◆ **To do**: After finding the line with "[[293, 31], [541, 334]]" in the entries below, retype exactly each line from there through the line with "[[467, 291], [587, 3], [488, 479]]", including that final line.
═══ Source data
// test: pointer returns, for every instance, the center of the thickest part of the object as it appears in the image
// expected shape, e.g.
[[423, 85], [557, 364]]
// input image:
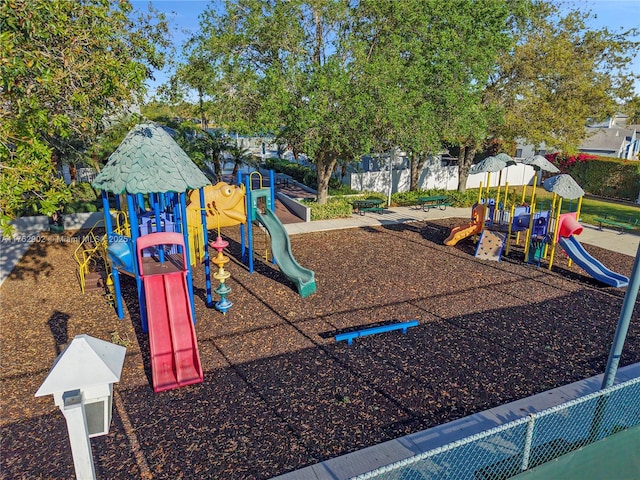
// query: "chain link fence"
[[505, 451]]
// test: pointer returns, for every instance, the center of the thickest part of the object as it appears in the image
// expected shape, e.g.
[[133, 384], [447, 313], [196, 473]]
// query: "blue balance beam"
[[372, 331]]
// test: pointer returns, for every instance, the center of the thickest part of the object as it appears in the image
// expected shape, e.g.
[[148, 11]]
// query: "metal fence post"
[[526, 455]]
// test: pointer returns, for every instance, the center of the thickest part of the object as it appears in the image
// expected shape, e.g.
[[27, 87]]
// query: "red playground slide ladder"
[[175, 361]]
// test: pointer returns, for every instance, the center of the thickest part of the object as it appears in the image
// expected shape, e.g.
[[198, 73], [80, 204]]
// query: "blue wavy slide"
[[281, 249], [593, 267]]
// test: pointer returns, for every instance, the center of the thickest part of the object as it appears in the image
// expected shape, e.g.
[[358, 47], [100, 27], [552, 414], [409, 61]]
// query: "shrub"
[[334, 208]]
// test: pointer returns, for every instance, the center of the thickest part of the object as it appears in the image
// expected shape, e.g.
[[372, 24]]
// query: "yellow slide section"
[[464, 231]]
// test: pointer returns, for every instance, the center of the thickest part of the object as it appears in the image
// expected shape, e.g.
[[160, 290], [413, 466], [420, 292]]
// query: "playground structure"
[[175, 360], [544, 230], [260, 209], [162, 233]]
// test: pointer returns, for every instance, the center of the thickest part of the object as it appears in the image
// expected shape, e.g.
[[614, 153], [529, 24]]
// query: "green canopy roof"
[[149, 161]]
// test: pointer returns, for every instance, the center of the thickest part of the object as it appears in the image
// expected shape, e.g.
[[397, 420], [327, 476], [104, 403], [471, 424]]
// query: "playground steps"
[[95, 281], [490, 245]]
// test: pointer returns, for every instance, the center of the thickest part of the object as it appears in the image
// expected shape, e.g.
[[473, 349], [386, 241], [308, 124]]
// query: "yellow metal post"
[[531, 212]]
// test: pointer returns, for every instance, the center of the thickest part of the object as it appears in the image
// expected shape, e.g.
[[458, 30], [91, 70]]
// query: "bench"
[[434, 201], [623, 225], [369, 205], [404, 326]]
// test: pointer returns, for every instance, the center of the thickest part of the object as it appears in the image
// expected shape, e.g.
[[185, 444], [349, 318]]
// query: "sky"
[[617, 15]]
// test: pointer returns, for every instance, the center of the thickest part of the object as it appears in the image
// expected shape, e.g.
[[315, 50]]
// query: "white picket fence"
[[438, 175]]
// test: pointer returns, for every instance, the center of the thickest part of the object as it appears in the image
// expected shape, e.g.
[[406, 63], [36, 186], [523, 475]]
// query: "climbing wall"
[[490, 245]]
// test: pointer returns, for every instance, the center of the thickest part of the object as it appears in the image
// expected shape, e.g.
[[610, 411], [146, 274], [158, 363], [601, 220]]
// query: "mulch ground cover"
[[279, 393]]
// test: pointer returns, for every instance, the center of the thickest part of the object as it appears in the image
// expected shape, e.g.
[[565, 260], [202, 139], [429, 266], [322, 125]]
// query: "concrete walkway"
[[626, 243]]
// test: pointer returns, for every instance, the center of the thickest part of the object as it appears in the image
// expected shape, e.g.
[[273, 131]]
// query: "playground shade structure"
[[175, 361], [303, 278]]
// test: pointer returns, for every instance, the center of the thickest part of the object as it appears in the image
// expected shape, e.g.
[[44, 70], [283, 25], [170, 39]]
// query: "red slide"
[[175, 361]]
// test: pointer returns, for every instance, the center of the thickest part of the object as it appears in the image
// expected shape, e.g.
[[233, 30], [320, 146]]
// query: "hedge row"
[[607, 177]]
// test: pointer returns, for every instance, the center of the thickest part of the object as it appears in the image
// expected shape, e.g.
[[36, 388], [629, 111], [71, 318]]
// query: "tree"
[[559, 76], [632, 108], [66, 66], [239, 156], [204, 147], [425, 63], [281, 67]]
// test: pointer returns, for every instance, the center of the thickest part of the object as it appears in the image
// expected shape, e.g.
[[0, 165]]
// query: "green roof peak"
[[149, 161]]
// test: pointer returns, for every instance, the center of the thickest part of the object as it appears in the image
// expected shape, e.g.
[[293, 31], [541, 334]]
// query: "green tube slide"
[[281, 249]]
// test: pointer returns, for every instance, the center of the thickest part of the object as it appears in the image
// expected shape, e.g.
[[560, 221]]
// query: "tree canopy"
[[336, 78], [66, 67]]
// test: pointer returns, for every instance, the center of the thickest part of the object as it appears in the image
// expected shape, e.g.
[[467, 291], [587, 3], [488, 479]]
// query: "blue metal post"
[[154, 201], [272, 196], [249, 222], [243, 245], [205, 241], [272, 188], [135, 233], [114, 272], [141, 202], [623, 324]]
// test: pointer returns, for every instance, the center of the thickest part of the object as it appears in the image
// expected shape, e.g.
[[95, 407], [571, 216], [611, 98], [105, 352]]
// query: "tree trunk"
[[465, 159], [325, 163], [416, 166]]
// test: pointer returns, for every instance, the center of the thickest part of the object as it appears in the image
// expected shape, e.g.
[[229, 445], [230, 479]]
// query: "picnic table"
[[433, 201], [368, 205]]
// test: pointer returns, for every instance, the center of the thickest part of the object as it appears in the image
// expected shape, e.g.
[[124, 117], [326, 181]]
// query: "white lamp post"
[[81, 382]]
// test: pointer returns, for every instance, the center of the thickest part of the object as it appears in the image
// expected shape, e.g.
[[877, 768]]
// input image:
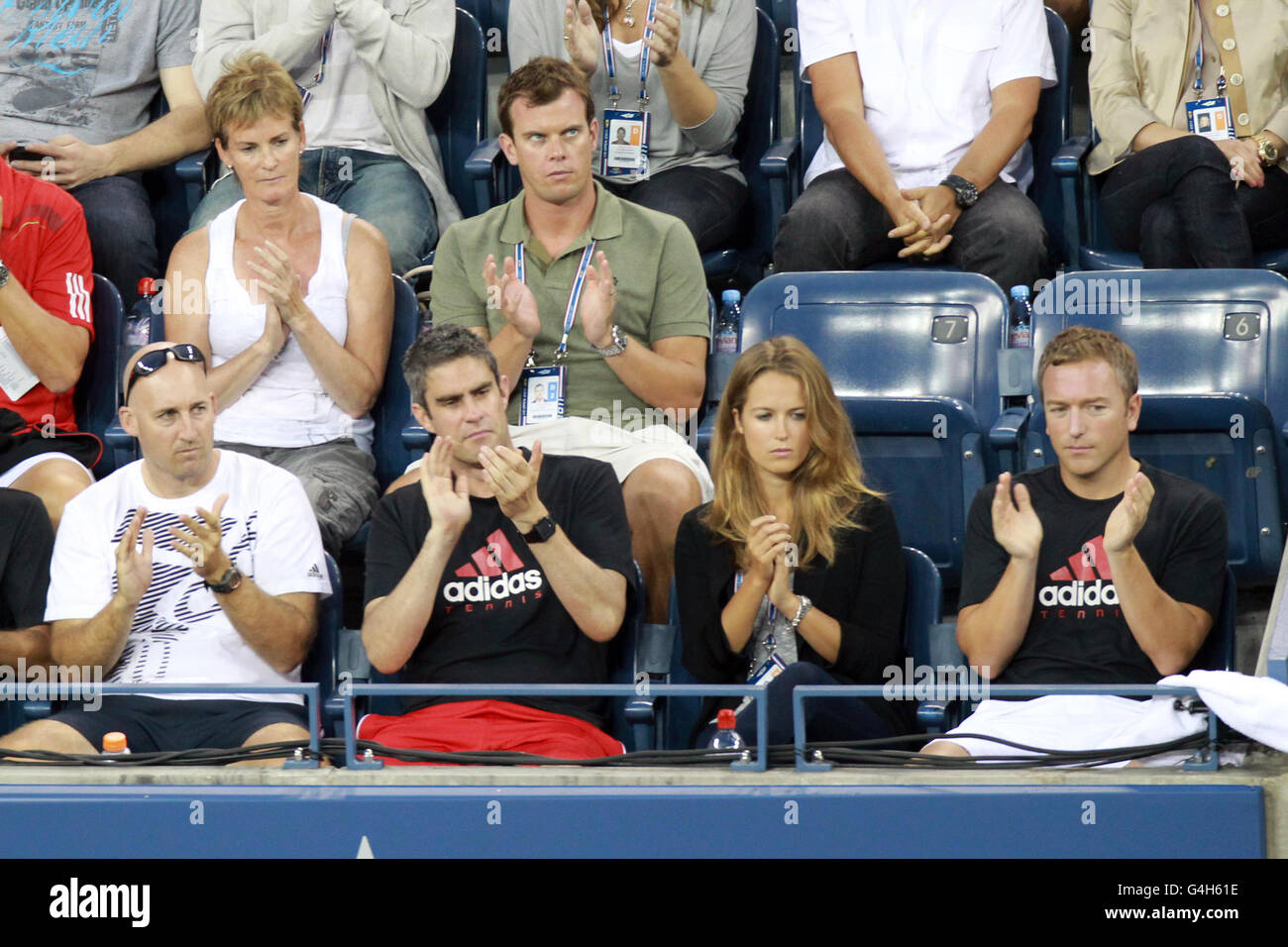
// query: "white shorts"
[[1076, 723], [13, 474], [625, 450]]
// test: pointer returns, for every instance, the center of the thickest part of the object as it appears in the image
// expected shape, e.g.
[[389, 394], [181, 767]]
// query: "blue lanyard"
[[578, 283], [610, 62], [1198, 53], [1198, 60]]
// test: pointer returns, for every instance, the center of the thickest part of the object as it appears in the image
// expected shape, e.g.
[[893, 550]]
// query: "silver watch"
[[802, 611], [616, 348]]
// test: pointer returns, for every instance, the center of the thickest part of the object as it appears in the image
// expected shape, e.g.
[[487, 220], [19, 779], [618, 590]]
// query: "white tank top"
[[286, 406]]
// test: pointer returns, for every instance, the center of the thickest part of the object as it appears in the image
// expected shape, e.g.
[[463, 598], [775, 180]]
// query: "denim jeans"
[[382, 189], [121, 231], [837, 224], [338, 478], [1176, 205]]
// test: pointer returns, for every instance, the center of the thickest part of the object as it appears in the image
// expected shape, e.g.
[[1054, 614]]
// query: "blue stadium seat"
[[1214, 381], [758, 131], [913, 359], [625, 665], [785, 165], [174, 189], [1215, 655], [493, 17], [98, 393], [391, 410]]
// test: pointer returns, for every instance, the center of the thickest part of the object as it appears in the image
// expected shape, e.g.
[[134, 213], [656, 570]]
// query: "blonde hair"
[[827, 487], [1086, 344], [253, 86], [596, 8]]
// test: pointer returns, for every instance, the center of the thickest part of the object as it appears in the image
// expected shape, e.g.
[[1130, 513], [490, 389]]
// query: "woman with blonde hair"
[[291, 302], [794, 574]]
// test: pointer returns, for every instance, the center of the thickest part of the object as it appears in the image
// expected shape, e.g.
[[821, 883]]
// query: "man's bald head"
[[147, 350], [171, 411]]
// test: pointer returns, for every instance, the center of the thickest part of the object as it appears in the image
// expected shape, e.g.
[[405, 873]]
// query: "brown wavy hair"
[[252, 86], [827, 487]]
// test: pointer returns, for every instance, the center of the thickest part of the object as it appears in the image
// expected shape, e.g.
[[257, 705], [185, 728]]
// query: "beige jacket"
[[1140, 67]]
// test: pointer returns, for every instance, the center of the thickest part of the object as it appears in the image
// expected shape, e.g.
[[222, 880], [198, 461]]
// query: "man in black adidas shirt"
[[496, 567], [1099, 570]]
══════
◆ **Answer space**:
[[293, 31], [541, 334]]
// query: "green tube slide"
[[281, 249]]
// test: pointer returns, for every instance, the center of the thickest part of the object as it appears in the image
// expected shape, e.g.
[[560, 221]]
// query: "tree canopy"
[[336, 78], [66, 67]]
// test: pointer returns, for every instance, the center of the thickest part of the object as it appears in the image
// expected shape, e.g.
[[467, 291], [587, 3], [488, 479]]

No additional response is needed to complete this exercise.